STATED GOAL
Retype all of the entries word for word.

** start RECORDS FOR THIS TASK **

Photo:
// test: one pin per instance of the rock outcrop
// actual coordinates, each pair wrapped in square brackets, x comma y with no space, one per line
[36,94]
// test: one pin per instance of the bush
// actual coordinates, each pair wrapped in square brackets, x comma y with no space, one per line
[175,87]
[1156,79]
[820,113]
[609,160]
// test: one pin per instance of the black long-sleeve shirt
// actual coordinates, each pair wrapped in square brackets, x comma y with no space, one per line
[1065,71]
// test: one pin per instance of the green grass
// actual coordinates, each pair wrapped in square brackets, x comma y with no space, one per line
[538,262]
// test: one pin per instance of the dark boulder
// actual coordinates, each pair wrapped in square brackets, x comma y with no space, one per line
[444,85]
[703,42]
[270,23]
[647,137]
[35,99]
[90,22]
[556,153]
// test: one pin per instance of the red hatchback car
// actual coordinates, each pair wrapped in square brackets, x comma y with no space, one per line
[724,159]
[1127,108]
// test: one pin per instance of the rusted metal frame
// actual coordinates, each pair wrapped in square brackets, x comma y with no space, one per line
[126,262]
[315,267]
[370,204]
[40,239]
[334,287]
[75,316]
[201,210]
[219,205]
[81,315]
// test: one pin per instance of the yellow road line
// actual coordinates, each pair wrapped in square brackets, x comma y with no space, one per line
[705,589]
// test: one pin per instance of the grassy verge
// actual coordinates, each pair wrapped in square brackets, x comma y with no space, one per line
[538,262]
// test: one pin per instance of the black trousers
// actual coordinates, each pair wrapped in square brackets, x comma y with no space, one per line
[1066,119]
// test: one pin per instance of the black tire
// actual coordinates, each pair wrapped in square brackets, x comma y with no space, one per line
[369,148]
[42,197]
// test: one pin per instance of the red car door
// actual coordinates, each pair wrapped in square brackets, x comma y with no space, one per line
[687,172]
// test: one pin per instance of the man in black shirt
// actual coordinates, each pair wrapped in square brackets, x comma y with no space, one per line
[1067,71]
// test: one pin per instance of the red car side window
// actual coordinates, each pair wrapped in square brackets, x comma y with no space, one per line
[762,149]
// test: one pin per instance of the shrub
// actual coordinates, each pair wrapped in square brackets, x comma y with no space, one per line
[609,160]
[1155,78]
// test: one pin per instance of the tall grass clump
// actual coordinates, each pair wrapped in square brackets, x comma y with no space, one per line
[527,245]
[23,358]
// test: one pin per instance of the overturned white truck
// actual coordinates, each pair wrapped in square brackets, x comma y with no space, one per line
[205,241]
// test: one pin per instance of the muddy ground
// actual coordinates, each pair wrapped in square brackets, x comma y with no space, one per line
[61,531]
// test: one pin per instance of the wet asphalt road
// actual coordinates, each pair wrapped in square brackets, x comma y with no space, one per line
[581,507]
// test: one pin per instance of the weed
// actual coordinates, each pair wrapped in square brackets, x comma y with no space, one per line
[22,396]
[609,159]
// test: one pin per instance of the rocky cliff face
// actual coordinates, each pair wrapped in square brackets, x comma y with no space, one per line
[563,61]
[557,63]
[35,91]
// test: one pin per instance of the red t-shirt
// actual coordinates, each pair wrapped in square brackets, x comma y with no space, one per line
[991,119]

** end RECORDS FOR THIS TASK **

EXERCISE ANSWER
Photo:
// test: one pin per instance of the rock outcrop
// actual coordinates, each pair wrapped in square brackets, x comma y with no space, one per line
[36,94]
// test: one pin per instance of the bush
// actual coordinates, each pair wrapped in square brackets, x comma y with no space, one per line
[175,87]
[1156,79]
[820,113]
[609,160]
// test: one pin per instance of the black long-sleeve shirt
// actual coordinates, each pair wrapped in square brackets, x comma y with no space, one per line
[1065,71]
// test: one pin per instance of the green grass
// actual coordinates, each pair wrapped in square brackets, x comma y with no space, one per line
[538,262]
// test: one pin per instance of the dark boulder
// actual coordinates, each pair wrapped in square brackets, x comma y with no space, one per line
[444,85]
[703,42]
[270,23]
[647,137]
[35,99]
[90,22]
[556,153]
// test: one pin per instance of the red hatchback car
// actual coordinates, each pair wrapped in square brackets, x comma y with no space, one per line
[724,159]
[1127,108]
// test: one pin per instance of the rusted metal frame
// actual coordinates, each pair wrapped in square brackets, x comma y with no space, one per line
[126,262]
[315,267]
[370,204]
[40,239]
[334,287]
[75,316]
[201,210]
[219,205]
[81,315]
// test: one pin per instance of the yellow road line
// actual coordinates, each pair wrapped in square brackets, x comma y with no space, one per line
[705,589]
// test: one pin per instance of the grassy verge
// actual coordinates, each pair wrapped in square brackets, x comma y with no space, one per line
[538,262]
// test: one pin per instance of the black trousers
// actual coordinates, each pair wrapped in square brackets, x comma y with no space, one per line
[1066,119]
// test: one pin per instance of the black tire
// actual coordinates, each pair wrapped in square brackets, x comma y with no space, one per line
[369,148]
[42,197]
// test: one pin per instance of the red car door
// actual coordinates, each pair wrapped in square brackets, x comma y with no space, one per line
[687,172]
// test: one pin per instance of the man in black shirt
// actual coordinates, each pair wrapped in square brackets, x comma y with no space, one per line
[1067,71]
// test: one pin per instance of the red car side window
// actual coordinates, each pair wrapped in square brackets, x comma y with no space, one per line
[762,149]
// test: one pin per instance of the shrub
// actual coordinates, each pair wrapped in square brackets, x comma y with no space, one per line
[609,160]
[1155,78]
// test: one pin per instance of the tall grass clump
// actual coordinates, each pair wrapped in square brackets, x comma y with no space, one per line
[527,245]
[23,358]
// test: one pin per instance of the overturned white truck
// actual coordinates, each pair wrapped in square brackets, x comma y with no space, one per line
[205,241]
// test: one pin per instance of the muddy ground
// actual coordinates, each pair wrapped in square brackets, x comma y with no space, one per line
[61,531]
// test: one pin per instance of the wet asphalt road
// actual coordinates, each pair wrapped in square brackets, x comma y with no space, one per line
[581,507]
// test: one pin per instance of the weed
// actual coordinates, each pair wrapped in square brackets, x comma y with no space, one per line
[22,396]
[609,159]
// test: one pin per instance of the rocky cliff face
// actual coordinates, each pair wrapped in square brackets, x comma y with no space, one per line
[563,61]
[557,63]
[35,91]
// test: one pin per instance of the red t-shirt
// actual coordinates, each pair wrapped in square brackets, x comma y with no space, one per line
[991,119]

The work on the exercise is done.